=== EXERCISE ===
Select all lines holding the word "wooden" from the entries that follow.

= Beginning of Section =

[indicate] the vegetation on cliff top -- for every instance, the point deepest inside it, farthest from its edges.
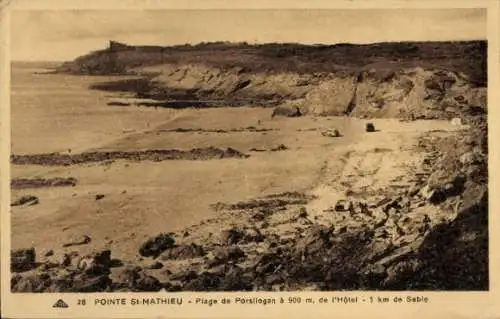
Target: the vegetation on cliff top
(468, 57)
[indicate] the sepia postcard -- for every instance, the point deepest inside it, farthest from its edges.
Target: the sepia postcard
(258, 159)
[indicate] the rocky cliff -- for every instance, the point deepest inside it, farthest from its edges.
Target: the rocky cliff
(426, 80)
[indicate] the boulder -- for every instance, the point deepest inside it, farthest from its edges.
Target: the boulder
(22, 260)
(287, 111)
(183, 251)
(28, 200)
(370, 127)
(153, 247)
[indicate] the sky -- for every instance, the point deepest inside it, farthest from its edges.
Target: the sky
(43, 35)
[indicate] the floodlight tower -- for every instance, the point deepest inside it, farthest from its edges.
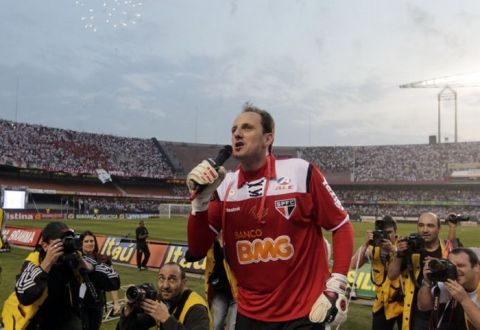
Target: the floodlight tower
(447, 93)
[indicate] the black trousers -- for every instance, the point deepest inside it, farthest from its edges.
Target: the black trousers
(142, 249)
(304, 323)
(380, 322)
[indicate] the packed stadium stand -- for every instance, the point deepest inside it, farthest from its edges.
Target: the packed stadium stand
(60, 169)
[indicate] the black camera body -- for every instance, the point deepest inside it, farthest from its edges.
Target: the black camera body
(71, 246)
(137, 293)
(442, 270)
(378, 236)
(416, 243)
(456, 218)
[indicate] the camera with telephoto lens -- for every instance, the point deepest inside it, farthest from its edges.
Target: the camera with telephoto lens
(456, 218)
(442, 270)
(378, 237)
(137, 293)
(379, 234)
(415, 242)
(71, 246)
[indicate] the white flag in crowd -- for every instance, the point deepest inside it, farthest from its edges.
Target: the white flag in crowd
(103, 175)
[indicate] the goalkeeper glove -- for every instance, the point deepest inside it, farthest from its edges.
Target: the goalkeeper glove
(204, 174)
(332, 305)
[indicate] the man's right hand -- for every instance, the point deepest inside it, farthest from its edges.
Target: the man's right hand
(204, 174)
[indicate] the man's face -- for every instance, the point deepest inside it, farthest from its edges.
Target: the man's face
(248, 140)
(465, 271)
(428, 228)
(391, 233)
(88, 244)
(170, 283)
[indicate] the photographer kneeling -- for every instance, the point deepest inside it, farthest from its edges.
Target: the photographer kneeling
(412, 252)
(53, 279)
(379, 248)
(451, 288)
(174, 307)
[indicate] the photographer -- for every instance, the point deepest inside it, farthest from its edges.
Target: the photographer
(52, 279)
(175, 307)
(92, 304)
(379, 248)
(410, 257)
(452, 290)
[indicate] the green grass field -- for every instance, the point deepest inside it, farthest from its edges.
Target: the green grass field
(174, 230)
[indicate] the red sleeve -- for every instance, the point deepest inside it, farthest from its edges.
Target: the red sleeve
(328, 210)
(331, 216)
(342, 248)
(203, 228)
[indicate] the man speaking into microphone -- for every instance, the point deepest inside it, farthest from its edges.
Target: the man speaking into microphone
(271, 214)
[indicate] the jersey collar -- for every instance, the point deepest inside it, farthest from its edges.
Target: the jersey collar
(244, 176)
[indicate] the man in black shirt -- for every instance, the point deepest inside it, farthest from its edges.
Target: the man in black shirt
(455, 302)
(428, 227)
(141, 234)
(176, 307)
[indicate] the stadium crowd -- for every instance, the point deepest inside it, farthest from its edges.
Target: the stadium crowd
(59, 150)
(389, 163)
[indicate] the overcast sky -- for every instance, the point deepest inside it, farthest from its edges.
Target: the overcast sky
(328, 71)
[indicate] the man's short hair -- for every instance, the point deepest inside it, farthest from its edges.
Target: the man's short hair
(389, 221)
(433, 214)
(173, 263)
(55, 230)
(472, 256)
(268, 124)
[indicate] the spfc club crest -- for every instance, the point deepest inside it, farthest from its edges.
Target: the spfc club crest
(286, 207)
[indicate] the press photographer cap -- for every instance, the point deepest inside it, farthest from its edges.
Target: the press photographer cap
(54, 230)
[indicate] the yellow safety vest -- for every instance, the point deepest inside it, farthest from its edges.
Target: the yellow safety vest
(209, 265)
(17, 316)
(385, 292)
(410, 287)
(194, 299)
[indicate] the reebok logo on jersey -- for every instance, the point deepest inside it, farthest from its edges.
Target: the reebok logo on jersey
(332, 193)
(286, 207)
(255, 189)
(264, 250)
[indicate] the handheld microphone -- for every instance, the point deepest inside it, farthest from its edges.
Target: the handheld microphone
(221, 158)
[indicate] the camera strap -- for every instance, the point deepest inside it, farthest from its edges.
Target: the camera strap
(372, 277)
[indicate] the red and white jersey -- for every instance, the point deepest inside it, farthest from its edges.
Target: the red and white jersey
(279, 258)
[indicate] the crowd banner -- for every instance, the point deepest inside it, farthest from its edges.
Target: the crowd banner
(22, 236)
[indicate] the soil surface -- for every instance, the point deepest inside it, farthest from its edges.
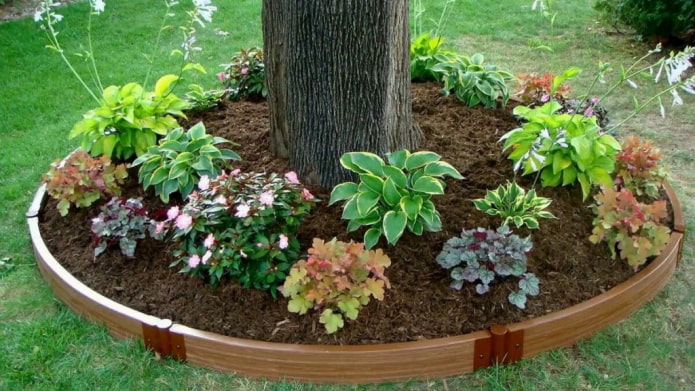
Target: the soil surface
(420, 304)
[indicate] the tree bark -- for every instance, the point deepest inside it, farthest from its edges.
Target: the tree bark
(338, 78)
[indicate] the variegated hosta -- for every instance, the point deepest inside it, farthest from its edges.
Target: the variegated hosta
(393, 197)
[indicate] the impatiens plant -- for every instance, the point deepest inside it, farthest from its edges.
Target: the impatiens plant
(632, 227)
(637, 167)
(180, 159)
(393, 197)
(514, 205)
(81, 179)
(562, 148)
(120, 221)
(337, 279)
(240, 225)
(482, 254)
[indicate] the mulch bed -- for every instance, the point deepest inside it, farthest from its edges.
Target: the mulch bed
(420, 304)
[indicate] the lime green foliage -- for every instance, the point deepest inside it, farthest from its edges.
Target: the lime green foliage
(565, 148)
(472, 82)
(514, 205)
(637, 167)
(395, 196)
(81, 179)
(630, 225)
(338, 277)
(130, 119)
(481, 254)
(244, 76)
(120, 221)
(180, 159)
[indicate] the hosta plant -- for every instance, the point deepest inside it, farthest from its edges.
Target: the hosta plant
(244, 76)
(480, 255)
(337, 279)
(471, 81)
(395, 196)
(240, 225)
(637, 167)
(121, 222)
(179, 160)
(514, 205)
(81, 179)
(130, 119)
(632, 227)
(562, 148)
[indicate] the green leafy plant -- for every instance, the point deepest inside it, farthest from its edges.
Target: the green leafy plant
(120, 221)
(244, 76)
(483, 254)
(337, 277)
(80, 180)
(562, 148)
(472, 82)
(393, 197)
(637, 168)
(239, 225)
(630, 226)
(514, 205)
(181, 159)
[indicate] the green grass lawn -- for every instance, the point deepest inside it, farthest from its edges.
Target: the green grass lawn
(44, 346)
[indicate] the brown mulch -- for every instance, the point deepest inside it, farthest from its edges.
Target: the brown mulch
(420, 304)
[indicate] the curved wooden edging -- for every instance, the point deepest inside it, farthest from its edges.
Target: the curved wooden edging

= End of Section =

=== ANSWER FOR THE TASK ===
[indicate] the curved wooden edging -- for every instance, the point deepest inside it, farthest from its edges.
Target: the curved wooden edging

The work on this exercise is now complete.